**Short problem A:**
List each distinct name that heads a post in the thread about wind generators for RVs, giving each name once.
**Short problem B:**
In the thread about wind generators for RVs, which two kinds of RV siding does the opening post ask about for mounts?

**Selected text:**
# Wind Generators for RVs



## 91441 (May 1, 2005)

:lol: 

I am setting up 4 wind generators for a wheel chair bound girl in a large RV and wondered if you folks who may use them have any tips for mounts to fiberglass or aluminum sidings on RVs.


We sell them at eBay (look up kckclass) and are getting more inquiries from RV users because they are rather small, easy to maintain and install. We use the proceeds to fund our free PCs for kids program so if you have any ideas for this girl or questions for me, visit eBay, look up kckclass and drop me an email. Thanks.


----------



## 90050 (May 1, 2005)

I tried a search for "kckclass" ...... nothing found!

A url would be more helpful


----------



## Andysam (May 10, 2005)

http://cgi.ebay.co.uk/ws/eBayISAPI.dll?ViewItem&category=3240&item=5906244162


----------



## 88870 (May 10, 2005)

kckclass said:


> :lol:
> 
> I am setting up 4 wind generators for a wheel chair bound girl in a large RV and wondered if you folks who may use them have any tips for mounts to fiberglass or aluminum sidings on RVs.


kckclass, if the lady is in a sitting position, would this affect her ability to erect and pull down these wind turbines if their mountings are not low? I don't think she will be able to travel with them up will she? Is there a simple way of doing it? Could you automate them so you press a button and up they come? 8)

The turbines that i have seen are not light and tend to be fixed up high to catch the wind (and to stop idiots walking into them and losing some skin!! 8O )

I am interested in alternative power and would love to see how you fix these turbines on .. can you post pictures when you are done?

Many thanks

Leigh


----------



## 90050 (May 1, 2005)

Call me suspicious if you wish, but he indicates he’s a charity in his post, but there is nothing on ebay to say where the funds are going!


----------



## Anonymous (Nov 10, 2000)

**Supplied records:**
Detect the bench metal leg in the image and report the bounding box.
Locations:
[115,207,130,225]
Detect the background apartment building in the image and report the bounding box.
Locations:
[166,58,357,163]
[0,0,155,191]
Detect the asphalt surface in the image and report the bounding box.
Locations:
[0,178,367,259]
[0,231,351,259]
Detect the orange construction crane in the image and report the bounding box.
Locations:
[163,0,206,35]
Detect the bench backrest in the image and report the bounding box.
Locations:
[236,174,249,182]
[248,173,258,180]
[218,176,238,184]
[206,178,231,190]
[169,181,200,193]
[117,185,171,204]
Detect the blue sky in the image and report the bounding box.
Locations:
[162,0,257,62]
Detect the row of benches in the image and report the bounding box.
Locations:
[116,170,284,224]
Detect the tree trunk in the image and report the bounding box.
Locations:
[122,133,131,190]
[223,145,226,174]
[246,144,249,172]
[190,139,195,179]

**Written solution A:**
91441, 90050, Andysam, 88870, Anonymous

**Written solution B:**
Fiberglass and aluminum.